Aim:
Please select every line from the items below that contains the word "jeweled", treating uppercase and lowercase as different, and copy those lines.

Point annotation records
+===+
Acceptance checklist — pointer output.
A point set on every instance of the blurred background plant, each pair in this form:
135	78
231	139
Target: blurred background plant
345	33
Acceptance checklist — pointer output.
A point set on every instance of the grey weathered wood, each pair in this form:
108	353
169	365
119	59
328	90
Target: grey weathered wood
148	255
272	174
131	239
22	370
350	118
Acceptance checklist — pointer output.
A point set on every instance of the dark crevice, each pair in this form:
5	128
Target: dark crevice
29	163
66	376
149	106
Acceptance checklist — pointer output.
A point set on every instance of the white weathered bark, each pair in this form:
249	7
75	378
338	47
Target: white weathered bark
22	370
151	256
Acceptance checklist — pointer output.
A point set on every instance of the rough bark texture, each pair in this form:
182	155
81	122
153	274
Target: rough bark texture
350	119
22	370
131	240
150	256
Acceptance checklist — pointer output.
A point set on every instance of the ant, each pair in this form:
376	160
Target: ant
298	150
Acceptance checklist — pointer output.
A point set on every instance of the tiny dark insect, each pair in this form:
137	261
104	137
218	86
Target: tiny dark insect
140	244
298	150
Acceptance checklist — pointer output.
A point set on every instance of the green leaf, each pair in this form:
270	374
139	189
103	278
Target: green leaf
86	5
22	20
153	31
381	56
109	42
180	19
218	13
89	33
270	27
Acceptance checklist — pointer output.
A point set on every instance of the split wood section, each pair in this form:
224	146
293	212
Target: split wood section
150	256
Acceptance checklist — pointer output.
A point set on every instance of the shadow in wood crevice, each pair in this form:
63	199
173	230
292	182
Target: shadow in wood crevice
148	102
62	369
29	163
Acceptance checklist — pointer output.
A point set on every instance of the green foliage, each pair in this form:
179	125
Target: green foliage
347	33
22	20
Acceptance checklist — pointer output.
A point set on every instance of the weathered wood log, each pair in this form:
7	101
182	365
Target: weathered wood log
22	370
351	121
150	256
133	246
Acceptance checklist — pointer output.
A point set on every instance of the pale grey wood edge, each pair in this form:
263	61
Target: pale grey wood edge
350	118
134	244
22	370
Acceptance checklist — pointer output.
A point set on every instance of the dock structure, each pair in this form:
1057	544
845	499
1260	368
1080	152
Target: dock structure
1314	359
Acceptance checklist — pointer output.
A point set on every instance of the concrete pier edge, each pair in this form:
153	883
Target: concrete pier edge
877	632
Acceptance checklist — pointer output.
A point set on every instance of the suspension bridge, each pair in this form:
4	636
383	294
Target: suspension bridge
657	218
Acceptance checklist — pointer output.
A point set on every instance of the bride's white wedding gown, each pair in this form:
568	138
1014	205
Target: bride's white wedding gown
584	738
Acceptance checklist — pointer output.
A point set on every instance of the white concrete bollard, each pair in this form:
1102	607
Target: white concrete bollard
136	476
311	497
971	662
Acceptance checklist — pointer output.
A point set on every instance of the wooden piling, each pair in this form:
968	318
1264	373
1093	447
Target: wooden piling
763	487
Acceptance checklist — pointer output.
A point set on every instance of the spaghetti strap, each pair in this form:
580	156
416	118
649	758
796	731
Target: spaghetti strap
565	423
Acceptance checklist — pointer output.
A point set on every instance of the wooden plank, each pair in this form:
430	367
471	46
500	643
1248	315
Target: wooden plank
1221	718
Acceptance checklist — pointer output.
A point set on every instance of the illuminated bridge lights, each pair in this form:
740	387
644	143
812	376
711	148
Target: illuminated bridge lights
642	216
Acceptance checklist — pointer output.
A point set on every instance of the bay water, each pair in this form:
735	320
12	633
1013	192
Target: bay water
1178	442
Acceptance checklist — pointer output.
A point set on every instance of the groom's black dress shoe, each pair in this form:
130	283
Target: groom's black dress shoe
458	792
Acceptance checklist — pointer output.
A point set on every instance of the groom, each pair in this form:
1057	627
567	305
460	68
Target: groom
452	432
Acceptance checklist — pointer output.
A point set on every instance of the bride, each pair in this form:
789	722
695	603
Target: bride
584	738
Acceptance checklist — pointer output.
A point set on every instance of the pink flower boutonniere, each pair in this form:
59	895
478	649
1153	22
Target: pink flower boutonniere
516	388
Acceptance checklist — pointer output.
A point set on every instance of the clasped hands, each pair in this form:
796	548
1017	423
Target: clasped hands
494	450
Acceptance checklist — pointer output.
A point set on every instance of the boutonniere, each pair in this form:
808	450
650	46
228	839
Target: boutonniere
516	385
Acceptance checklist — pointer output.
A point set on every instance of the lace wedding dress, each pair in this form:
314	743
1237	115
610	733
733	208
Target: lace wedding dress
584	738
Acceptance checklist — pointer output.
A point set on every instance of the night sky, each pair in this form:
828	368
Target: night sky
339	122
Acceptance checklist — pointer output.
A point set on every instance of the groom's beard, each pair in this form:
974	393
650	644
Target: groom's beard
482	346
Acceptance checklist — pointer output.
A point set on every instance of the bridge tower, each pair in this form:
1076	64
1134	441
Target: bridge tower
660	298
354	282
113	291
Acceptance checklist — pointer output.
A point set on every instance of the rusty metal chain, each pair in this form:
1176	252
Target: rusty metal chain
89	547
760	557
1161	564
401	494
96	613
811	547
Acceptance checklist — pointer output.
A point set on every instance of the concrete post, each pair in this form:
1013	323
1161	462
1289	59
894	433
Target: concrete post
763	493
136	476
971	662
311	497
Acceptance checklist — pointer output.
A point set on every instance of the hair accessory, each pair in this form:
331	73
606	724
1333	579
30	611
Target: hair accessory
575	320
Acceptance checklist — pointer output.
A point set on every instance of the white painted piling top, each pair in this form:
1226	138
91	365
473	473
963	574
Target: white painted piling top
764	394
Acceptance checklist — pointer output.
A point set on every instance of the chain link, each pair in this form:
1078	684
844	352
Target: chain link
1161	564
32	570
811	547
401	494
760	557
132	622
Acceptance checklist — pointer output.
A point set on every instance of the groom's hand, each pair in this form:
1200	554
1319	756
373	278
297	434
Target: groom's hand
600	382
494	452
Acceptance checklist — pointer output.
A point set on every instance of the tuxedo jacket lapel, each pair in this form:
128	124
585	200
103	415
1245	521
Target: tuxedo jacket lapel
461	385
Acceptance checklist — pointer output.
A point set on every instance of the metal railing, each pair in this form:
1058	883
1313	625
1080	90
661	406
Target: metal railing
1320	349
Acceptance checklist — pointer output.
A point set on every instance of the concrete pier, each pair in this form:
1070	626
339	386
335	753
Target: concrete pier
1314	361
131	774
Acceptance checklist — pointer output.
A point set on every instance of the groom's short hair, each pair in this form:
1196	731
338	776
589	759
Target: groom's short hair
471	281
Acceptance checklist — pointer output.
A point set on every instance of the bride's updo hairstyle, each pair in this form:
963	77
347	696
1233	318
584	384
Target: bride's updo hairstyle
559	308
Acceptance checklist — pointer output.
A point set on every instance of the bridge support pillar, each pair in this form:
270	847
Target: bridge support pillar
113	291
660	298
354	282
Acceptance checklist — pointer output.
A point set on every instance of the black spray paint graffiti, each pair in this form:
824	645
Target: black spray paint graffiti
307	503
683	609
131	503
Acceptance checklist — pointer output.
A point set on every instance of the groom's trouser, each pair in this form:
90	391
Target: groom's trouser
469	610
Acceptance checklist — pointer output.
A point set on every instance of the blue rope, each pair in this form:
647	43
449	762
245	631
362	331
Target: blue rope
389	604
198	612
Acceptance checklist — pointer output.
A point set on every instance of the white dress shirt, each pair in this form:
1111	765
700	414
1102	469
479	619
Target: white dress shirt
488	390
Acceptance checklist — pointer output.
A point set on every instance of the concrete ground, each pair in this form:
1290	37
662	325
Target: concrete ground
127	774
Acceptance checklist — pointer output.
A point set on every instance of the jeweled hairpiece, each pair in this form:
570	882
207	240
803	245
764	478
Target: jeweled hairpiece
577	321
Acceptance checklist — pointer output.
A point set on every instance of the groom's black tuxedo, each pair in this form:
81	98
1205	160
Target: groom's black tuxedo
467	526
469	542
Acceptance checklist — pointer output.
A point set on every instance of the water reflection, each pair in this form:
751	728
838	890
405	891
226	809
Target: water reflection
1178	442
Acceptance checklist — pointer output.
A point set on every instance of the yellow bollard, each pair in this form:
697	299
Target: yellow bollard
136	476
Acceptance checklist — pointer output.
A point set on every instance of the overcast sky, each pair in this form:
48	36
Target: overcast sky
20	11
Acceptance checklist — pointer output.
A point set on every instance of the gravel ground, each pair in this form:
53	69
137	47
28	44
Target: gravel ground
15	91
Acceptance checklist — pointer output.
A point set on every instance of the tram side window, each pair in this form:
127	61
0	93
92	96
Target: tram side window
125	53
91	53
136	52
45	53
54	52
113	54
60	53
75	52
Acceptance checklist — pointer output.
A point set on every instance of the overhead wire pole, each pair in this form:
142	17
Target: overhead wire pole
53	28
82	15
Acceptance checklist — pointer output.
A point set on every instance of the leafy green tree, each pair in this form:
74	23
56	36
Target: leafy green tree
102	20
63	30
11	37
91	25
+===+
Answer to this task:
A point set on every instance of the jeweled hairpiece, each pair in this form:
Target: jeweled hairpiece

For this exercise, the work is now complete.